>> Begin Article

# Flies



## mdmucf (Jun 1, 2020)

I have a vertical smoker and a BGE.  Anytime I use either, I get a lot of flies.  I have a smaller back porch where I keep and use my BGE because that’s really the only place I have to use it.  Any suggestions/tips/hints on how to avoid getting flies in the house?  A screen/lanai isn’t financially an option right now.


----------



## Titch (Jun 1, 2020)

If you find a fix, let me know.
I did have chickens in the backyard and now have none ,that helped
We use a Timed spray unit that gives out a squirt every 5 minutes or so, uses Pyrethrins , that helps until the meat starts cooking.
Try hanging bait bags around the perimeter, they slow them down ,but take a few weeks to work.
Do you have access to magnetic fly curtains for your door, they stop house entry well


----------



## sawhorseray (Jun 1, 2020)

The Bug Assault. I have two, if you make sausage having one of these is the only way to go. Fly lands on the meat in the kitchen, you kill it without getting fly guts into the grind. Oh, and loads of hunting fun out on the patio when the smoker/BBQ is fired up. RAY









						Bug-A-Salt: The Original Salt Gun | Bug-A-Salt
					

Insect hunting as sport has entered the 21st Century with Bug-A-Salt. Our insect eradication devices fire ordinary table salt to kill pesky flies. We ship to all 50 states. Fast Shipping. Fire your flyswatter!

>> End Article
>> Begin Materials provided

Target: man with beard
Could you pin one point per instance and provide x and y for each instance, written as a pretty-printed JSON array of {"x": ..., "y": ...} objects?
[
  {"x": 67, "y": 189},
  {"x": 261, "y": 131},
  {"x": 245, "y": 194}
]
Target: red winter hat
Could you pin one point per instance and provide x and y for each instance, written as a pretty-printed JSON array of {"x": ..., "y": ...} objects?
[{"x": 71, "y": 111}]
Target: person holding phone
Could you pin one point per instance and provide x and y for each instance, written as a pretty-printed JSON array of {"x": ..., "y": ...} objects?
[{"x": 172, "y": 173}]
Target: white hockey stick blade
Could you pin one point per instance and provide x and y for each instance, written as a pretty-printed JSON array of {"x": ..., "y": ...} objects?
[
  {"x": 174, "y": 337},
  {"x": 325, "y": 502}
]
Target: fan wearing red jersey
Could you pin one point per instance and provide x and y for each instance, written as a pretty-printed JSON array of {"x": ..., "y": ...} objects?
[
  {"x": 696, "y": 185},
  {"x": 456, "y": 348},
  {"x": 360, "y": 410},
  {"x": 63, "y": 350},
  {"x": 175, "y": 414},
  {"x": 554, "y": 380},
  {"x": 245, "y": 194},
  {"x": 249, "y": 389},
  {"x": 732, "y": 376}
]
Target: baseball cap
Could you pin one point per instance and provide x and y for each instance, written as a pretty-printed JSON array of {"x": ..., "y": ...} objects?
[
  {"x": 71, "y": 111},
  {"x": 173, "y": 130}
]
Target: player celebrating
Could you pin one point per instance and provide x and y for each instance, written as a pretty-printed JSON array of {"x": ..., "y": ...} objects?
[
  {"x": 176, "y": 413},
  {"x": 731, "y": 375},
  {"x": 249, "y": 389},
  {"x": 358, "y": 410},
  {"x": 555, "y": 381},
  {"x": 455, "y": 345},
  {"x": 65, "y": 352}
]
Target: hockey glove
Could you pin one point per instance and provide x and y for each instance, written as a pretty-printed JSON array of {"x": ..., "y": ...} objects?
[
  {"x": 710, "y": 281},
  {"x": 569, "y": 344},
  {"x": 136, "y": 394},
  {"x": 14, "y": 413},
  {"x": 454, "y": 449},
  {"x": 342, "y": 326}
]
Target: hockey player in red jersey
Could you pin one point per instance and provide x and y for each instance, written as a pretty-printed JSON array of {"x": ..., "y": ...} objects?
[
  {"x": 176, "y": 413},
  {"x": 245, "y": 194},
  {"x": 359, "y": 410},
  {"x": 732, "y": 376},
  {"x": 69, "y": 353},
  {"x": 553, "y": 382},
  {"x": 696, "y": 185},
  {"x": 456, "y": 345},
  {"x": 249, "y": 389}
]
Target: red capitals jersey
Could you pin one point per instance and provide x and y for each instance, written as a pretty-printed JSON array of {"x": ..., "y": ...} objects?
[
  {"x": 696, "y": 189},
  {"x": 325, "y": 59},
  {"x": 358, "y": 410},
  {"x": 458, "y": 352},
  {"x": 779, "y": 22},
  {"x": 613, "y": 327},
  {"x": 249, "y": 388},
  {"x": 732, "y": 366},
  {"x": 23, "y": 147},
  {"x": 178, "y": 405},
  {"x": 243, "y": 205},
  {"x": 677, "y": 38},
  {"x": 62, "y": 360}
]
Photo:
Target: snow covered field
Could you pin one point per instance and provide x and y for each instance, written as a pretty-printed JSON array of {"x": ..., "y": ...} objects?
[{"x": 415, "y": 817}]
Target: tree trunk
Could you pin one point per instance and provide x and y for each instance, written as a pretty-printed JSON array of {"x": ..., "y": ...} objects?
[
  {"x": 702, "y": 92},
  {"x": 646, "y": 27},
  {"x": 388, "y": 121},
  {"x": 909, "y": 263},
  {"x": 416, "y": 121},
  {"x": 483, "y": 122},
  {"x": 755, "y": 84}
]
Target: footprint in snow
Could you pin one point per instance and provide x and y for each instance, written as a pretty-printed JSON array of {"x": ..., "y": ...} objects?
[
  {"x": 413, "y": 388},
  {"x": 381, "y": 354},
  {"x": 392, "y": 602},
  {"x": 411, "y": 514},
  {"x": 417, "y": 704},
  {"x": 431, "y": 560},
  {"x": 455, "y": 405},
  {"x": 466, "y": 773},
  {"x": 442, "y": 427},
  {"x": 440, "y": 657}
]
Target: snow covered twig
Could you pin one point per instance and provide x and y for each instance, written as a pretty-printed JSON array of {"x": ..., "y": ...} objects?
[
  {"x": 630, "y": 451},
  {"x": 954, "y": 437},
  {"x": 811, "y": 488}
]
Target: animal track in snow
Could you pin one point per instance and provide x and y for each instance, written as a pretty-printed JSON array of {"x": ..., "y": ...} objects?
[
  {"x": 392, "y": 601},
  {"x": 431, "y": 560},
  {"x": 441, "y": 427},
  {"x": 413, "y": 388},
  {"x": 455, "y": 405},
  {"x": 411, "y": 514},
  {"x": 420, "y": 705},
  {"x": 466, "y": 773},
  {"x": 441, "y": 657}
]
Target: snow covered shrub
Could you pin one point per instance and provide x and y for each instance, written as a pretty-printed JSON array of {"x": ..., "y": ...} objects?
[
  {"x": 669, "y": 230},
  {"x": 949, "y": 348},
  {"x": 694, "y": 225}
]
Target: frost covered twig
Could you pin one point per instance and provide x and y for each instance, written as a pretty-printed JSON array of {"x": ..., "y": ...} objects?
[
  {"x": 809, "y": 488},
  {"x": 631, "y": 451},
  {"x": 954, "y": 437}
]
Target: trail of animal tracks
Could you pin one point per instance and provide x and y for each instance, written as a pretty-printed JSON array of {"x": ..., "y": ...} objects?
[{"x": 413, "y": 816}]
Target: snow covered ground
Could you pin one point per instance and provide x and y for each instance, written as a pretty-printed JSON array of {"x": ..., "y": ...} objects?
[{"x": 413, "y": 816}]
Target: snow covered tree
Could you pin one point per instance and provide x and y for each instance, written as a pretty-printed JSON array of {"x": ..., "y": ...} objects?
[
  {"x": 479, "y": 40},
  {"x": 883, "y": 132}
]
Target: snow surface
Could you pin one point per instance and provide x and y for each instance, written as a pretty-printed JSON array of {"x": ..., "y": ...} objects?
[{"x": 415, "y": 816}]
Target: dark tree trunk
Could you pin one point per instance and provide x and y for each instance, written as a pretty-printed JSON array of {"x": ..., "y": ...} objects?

>> End Materials provided

> [Work instructions]
1 - Collect every line of the entries that contains the string "tree", matching case exactly.
2 - Extend the forum thread about flies drawn by a smoker and grill, starting after its last post.
The forum thread and the entries have nothing to do with each other.

> [Set of answers]
1 -
Target: tree trunk
Target: snow covered tree
Target: dark tree trunk

2 -
					www.bugasalt.com


----------



## Duncwood (Jun 1, 2020)

sawhorseray said:


> The Bug Assault. I have two, if you make sausage having one of these is the only way to go. Fly lands on the meat in the kitchen, you kill it without getting fly guts into the grind. Oh, and loads of hunting fun out on the patio when the smoker/BBQ is fired up. RAY
> 
> 
> 
> ...



You need one of these laser sights, I get jealous of people with fly problems as mine dont last long!


----------



## pops6927 (Jun 1, 2020)

__





						Robot or human?
					





					www.walmart.com
				




this is what I use!  Cheap solution!


----------



## pops6927 (Jun 1, 2020)

__





						Robot or human?
					





					www.walmart.com
				




this is what I use!  Cheap solution!


----------



## chef jimmyj (Jun 1, 2020)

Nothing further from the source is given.